▶ **Ausgewählte Textstelle**:
________

Der folgende Text stammt aus der Broschüre "Vulkanlandschaft Rauher Kulm bei Neustadt am Kulm".
Herausgeber: Stadt Neustadt am Kulm mit Unterstützung des Naturparks "Nördlicher Oberpfälzer Wald e.V."
Gestaltung: GFN - Gesellschaft für Freilandökologie und Naturschutzplanung mbH

Der Rauhe Kulm - ein Vulkan?

Unsere Vorstellung ist von großen, Lava speienden Vulkanen wie dem Ätna oder dem Vesuv geprägt. Der Rauhe Kulm sieht diesen Vulkanen ähnlich, ist jedoch, wie auch die übrigen Vulkane in der Oberpfalz, ganz anders entstanden:

  1. Zunächst stieg heiße, flüssige Lava in Verwerfungsspalten der Erdkruste auf. Die Erdoberfläche wurde jedoch meistens nicht erreicht. Kurz vorher kam es zu Explosionen, wobei das in der Lava enthaltene Wasser in Form von Wasserdampf aus dem Krater emporschoss. Dies geschah im Tertiär (vermutlich im Miozän), vor etwa 15 bis 20 Millionen Jahren.

________

▶ **Datenteil**:
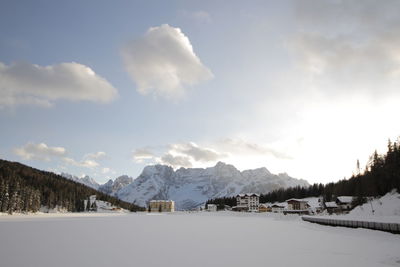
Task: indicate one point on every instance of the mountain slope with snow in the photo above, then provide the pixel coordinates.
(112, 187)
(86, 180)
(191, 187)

________

▶ **Arbeitsauftrag**: Gib aus dem Text über den Rauhen Kulm den Abschnitt wortgetreu wieder, der mit den Worten „Der Rauhe Kulm - ein“ einsetzt und mit „20 Millionen Jahren.“ schließt.

▶ **Lösung**:
Der Rauhe Kulm - ein Vulkan?

Unsere Vorstellung ist von großen, Lava speienden Vulkanen wie dem Ätna oder dem Vesuv geprägt. Der Rauhe Kulm sieht diesen Vulkanen ähnlich, ist jedoch, wie auch die übrigen Vulkane in der Oberpfalz, ganz anders entstanden:

  1. Zunächst stieg heiße, flüssige Lava in Verwerfungsspalten der Erdkruste auf. Die Erdoberfläche wurde jedoch meistens nicht erreicht. Kurz vorher kam es zu Explosionen, wobei das in der Lava enthaltene Wasser in Form von Wasserdampf aus dem Krater emporschoss. Dies geschah im Tertiär (vermutlich im Miozän), vor etwa 15 bis 20 Millionen Jahren.